WHAT YOU WILL DO » After locating "If you would be willing to indicate the green" in the listing below, copy that line and each one after it exactly, ending with the line that has "If you would be willing to indicate the player's".

====== EXCERPTED DATA ======

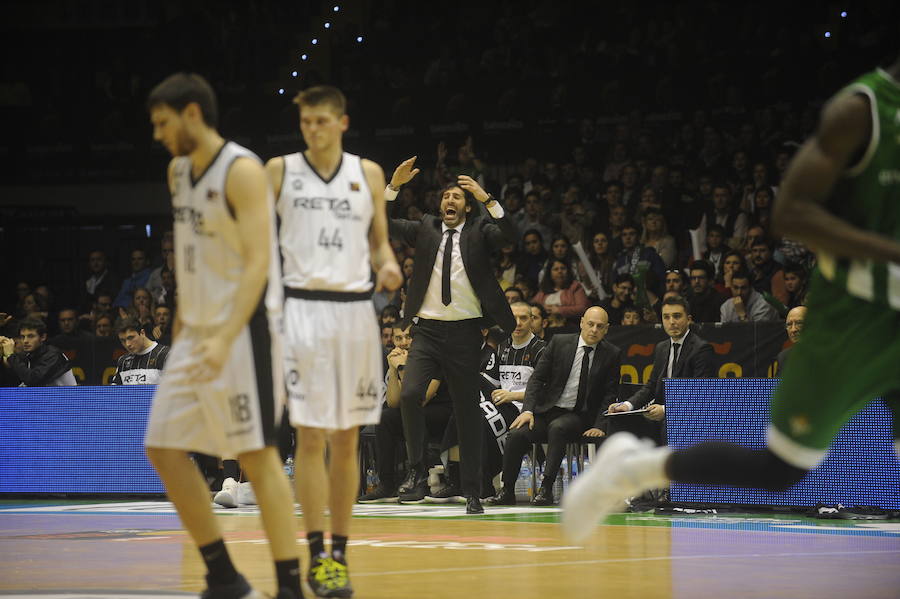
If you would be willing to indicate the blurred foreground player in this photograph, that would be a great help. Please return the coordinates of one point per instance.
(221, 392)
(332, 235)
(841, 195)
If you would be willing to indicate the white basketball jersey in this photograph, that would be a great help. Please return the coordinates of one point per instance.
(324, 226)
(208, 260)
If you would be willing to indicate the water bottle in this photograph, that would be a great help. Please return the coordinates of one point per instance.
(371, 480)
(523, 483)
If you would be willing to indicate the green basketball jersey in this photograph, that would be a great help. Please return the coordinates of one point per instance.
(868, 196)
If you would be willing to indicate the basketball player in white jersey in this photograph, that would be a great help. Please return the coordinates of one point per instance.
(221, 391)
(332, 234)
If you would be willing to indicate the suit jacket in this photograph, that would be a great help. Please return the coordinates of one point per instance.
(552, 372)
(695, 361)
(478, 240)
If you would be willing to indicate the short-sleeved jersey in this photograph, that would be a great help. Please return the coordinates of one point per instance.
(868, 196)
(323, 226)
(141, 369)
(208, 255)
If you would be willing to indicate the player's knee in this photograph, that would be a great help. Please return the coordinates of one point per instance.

======
====== EXCERPTED DATA ======

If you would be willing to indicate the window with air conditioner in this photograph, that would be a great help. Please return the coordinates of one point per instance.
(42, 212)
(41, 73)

======
====== EXCERPTED DATA ======

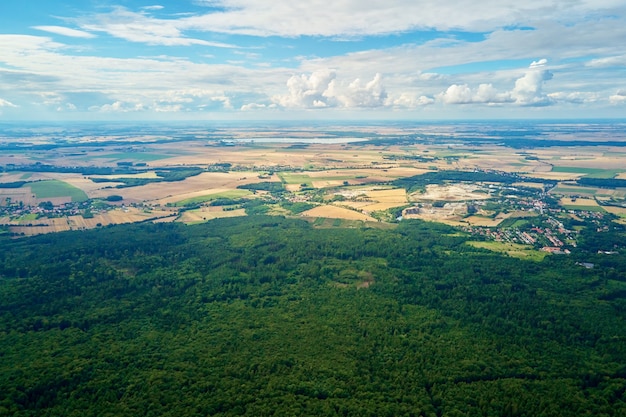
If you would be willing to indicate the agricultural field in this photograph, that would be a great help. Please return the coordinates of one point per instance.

======

TASK OUTPUT »
If you would be willing to indicate the green basketball jersey in this photograph, that would be a great help. Please return the coordinates of one point per instance.
(868, 196)
If you would be willing to indicate the basketball player in white jersey in this photograph, that would be a great help. Please return the coordinates of one point per instance.
(221, 391)
(332, 234)
If you would be willing to indicate the suit jacket in this photograph, that would be a great help. Please return the coordinates of one point per instance.
(552, 372)
(695, 361)
(478, 240)
If you would be willing to indicate the short-sleeved jersey in this photograph, that would be a great help. Please return the coordinates of one point per instance.
(868, 196)
(323, 226)
(141, 369)
(208, 255)
If you would be willing to indicate the player's knee in this photograph, that would be a great help. Please return the coordinates of one point per instance.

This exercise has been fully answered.